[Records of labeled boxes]
——

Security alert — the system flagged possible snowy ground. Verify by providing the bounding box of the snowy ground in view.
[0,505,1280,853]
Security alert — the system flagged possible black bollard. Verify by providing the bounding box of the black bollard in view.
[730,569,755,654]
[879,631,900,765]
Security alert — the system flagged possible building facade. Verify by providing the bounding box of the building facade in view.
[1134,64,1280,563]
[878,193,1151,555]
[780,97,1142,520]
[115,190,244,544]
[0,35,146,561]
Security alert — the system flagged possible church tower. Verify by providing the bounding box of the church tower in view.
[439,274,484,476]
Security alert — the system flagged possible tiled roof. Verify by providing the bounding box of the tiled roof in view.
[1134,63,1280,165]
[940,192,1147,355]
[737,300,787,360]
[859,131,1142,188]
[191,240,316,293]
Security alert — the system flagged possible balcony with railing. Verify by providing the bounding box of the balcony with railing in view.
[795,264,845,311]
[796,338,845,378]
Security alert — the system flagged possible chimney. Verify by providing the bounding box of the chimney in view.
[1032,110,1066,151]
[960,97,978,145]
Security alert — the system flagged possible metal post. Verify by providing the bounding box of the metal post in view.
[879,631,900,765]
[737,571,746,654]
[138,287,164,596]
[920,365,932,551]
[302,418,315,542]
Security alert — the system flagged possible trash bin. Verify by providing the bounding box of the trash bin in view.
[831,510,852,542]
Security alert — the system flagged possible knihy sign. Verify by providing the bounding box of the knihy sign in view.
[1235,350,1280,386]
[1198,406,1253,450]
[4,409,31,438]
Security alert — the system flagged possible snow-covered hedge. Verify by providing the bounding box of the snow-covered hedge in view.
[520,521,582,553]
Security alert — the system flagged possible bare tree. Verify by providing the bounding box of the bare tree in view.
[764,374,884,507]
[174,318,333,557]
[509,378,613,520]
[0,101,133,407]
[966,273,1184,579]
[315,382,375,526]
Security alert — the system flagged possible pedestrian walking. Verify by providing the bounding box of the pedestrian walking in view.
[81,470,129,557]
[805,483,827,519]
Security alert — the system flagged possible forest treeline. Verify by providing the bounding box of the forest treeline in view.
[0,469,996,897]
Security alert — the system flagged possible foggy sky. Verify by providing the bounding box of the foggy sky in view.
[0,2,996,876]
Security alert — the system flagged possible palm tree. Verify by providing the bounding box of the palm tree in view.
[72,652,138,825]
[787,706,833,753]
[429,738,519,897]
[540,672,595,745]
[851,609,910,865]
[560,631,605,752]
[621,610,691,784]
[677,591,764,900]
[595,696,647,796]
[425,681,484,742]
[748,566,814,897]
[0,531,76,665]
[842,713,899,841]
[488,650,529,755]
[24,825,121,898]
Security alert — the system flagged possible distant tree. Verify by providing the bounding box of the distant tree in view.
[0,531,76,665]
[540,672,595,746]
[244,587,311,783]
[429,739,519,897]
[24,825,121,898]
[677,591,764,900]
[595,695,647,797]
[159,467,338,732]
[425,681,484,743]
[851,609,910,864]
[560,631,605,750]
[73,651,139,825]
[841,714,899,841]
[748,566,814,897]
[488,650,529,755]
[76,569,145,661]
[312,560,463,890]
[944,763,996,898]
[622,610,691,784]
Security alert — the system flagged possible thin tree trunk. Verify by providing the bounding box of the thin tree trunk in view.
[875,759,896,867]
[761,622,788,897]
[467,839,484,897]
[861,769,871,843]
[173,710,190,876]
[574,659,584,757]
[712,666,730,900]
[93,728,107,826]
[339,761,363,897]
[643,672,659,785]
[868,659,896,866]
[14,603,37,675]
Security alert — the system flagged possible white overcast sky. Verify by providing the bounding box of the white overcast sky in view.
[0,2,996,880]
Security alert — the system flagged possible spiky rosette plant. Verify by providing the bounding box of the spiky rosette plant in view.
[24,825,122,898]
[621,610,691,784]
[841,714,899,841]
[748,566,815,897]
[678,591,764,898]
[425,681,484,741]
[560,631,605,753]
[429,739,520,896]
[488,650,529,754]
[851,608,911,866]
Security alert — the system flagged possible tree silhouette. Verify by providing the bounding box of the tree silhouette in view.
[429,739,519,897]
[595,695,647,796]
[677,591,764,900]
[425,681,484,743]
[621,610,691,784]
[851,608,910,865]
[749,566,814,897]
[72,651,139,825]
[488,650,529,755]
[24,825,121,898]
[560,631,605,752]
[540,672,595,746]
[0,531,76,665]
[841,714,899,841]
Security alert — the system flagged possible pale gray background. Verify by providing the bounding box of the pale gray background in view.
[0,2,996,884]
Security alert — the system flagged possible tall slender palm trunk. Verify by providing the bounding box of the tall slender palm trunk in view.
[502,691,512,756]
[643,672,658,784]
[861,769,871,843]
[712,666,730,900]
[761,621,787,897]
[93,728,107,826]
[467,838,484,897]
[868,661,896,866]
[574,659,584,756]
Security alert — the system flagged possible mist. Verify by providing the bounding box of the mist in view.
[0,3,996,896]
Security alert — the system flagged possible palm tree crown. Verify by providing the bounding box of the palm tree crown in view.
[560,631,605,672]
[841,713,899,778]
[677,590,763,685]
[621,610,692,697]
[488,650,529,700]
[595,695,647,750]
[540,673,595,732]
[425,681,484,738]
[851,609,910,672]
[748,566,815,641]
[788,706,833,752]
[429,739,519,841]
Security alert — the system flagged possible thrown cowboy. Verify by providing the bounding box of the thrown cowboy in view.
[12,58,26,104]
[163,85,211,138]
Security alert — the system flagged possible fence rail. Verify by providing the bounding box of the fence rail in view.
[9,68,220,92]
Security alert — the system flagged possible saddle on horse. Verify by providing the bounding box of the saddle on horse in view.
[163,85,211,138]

——

▸ EXERCISE AIM
Rewrite every line of the material above as a numbered list, leaving out any blank lines.

▸ TASK ANSWER
1. Security alert — the system flagged possible snowy ground. Verify by providing the bounding box of the snowy ground in view.
2. [0,505,1280,853]
3. Security alert — the system flagged possible black bollard. Verify by providing the bounding box of the black bollard in view.
4. [730,569,755,654]
5. [879,631,900,765]
6. Security alert — the system flagged possible building facade. Verify by providing the bounding box of the building facade in view.
7. [1134,64,1280,563]
8. [878,193,1151,555]
9. [780,97,1142,520]
10. [115,190,244,544]
11. [0,35,146,561]
12. Security alert — the system flagged possible church tower. Verify by providing the bounding box of the church tower in view.
13. [439,274,484,476]
14. Security alert — the system flagged possible tiled roof. Verify by providing the bounding box of the tiled roof in view.
15. [1134,63,1280,165]
16. [940,192,1147,355]
17. [737,300,787,360]
18. [859,131,1142,188]
19. [191,240,316,293]
20. Security alert — the system flagged possible balcony with railing. Verify by providing the bounding box of the balcony with railing in view.
21. [795,264,845,311]
22. [796,338,845,378]
23. Security alert — the system flagged possible chimney. Verify by providing the bounding box of the chimney in view.
24. [1032,110,1066,151]
25. [960,97,978,145]
26. Security alert — the system flagged possible metal post. Verify by providing the bounding box of the metal post in view.
27. [879,631,900,765]
28. [737,571,746,654]
29. [138,287,164,596]
30. [920,365,932,551]
31. [302,418,315,542]
32. Security alert — the system flagged possible trash bin. Verify by providing the bounding box of the trash bin in view.
33. [831,510,852,542]
34. Security alert — the system flagged possible knihy sign. Verify by providing the bounding box of the knihy sign in view.
35. [1235,350,1280,386]
36. [1198,406,1253,450]
37. [4,409,31,438]
38. Security alert — the system flagged possible snow-covered hedge. Verify by providing the bounding box of the snow-covered hedge in view.
39. [520,521,582,553]
40. Security alert — the system flagged possible bare tree. Verify by providing the bounding box of the bare tree in view.
41. [764,374,884,507]
42. [174,318,333,557]
43. [509,378,613,520]
44. [0,101,133,407]
45. [966,273,1184,579]
46. [315,382,375,526]
47. Security alert — the system flagged possible pedestrian walking. Verify by providing the bounding box of the pedestrian walking in view.
48. [81,470,129,557]
49. [805,483,827,519]
50. Security alert — the system flagged possible forest treeline. Verify by providing the bounding box of the forest treeline in view.
51. [0,469,996,897]
52. Security alert — the system flagged possible foggy sky. Verify by providing the bounding box of the foggy sky in view.
53. [0,2,996,876]
54. Security alert — the system flagged possible palm tree. Verify by providing the bounding box of the palm tree in view.
55. [72,652,138,825]
56. [787,706,833,753]
57. [429,738,519,897]
58. [540,672,595,745]
59. [851,609,910,865]
60. [560,631,605,752]
61. [621,610,691,784]
62. [677,591,764,900]
63. [595,696,647,796]
64. [425,681,484,742]
65. [748,566,814,897]
66. [0,531,76,665]
67. [842,713,899,841]
68. [488,650,529,755]
69. [24,825,121,898]
70. Security alert — the system flagged possible distant tree. Verify by providing the bounding box of the distant tree in view.
71. [0,531,76,665]
72. [540,672,595,746]
73. [244,587,311,783]
74. [429,739,519,897]
75. [24,825,121,898]
76. [677,591,764,900]
77. [595,695,647,797]
78. [159,467,338,732]
79. [425,681,484,743]
80. [851,609,910,864]
81. [560,631,605,750]
82. [73,651,139,825]
83. [841,714,899,841]
84. [748,566,814,897]
85. [488,650,529,755]
86. [76,569,145,661]
87. [312,560,463,890]
88. [944,763,996,898]
89. [622,610,691,784]
90. Security alert — the system flagged possible thin tree trunk. Verify by providing the bounding box of the thin tree trunk in view.
91. [875,759,896,867]
92. [761,622,788,897]
93. [467,839,484,897]
94. [861,769,871,843]
95. [173,710,190,876]
96. [574,659,584,757]
97. [712,666,730,900]
98. [93,728,107,826]
99. [339,761,363,897]
100. [643,672,659,785]
101. [868,659,896,866]
102. [14,603,37,675]
103. Security alert — the system flagged possible white overcast sky. Verify by providing the bounding box of the white overcast sky in view.
104. [0,2,996,880]
105. Security alert — the system flagged possible spiky rosette plant. Verify by providing the bounding box of the spiky rosette plant in view.
106. [24,825,122,898]
107. [621,610,691,784]
108. [841,714,899,841]
109. [748,566,815,897]
110. [678,591,764,898]
111. [425,681,484,741]
112. [560,631,605,753]
113. [429,739,520,896]
114. [488,650,529,754]
115. [851,608,911,866]
116. Security alert — the system flagged possible tree silhouette. Verify by providing the bounding box of the tree silhouette in view.
117. [429,739,519,897]
118. [595,695,647,796]
119. [677,591,764,900]
120. [425,681,484,743]
121. [621,610,691,784]
122. [851,608,910,865]
123. [749,566,814,897]
124. [72,651,139,825]
125. [488,650,529,755]
126. [24,825,121,898]
127. [560,631,605,752]
128. [540,672,595,746]
129. [0,531,76,665]
130. [841,714,899,841]
131. Security alert — the system flagged possible pale gray background. Verify by providing the bounding box of the pale gray background in view.
132. [0,2,996,884]
133. Security alert — the system flagged possible tall slender palm trunk. Verify by providing the bounding box of the tall slender palm trunk in view.
134. [502,691,512,756]
135. [643,672,658,784]
136. [861,769,871,843]
137. [712,666,730,900]
138. [761,621,787,897]
139. [93,728,107,826]
140. [467,838,484,897]
141. [868,661,896,866]
142. [574,659,584,756]
143. Security alert — the system flagged possible mist. Verify by providing the bounding box of the mist in view.
144. [0,3,996,896]
145. Security alert — the system flagged possible palm tree crown. Verify by providing the bounding box of the palm tree crown in view.
146. [560,631,605,672]
147. [841,713,899,778]
148. [677,590,763,685]
149. [621,610,692,697]
150. [488,650,529,700]
151. [595,695,647,750]
152. [540,673,595,732]
153. [425,681,484,738]
154. [851,609,910,672]
155. [748,566,815,641]
156. [788,706,833,752]
157. [429,739,519,841]
158. Security alert — the system flagged possible thrown cowboy. Verify by providing the bounding box of the thrown cowboy in view.
159. [12,58,26,104]
160. [163,85,211,138]
161. Security alert — the system flagged possible fence rail. Verify by providing the bounding box of the fence rail in view.
162. [9,68,220,92]
163. Security alert — the system flagged possible saddle on horse. Verify by providing the bounding box of the saddle on horse in view.
164. [163,85,211,138]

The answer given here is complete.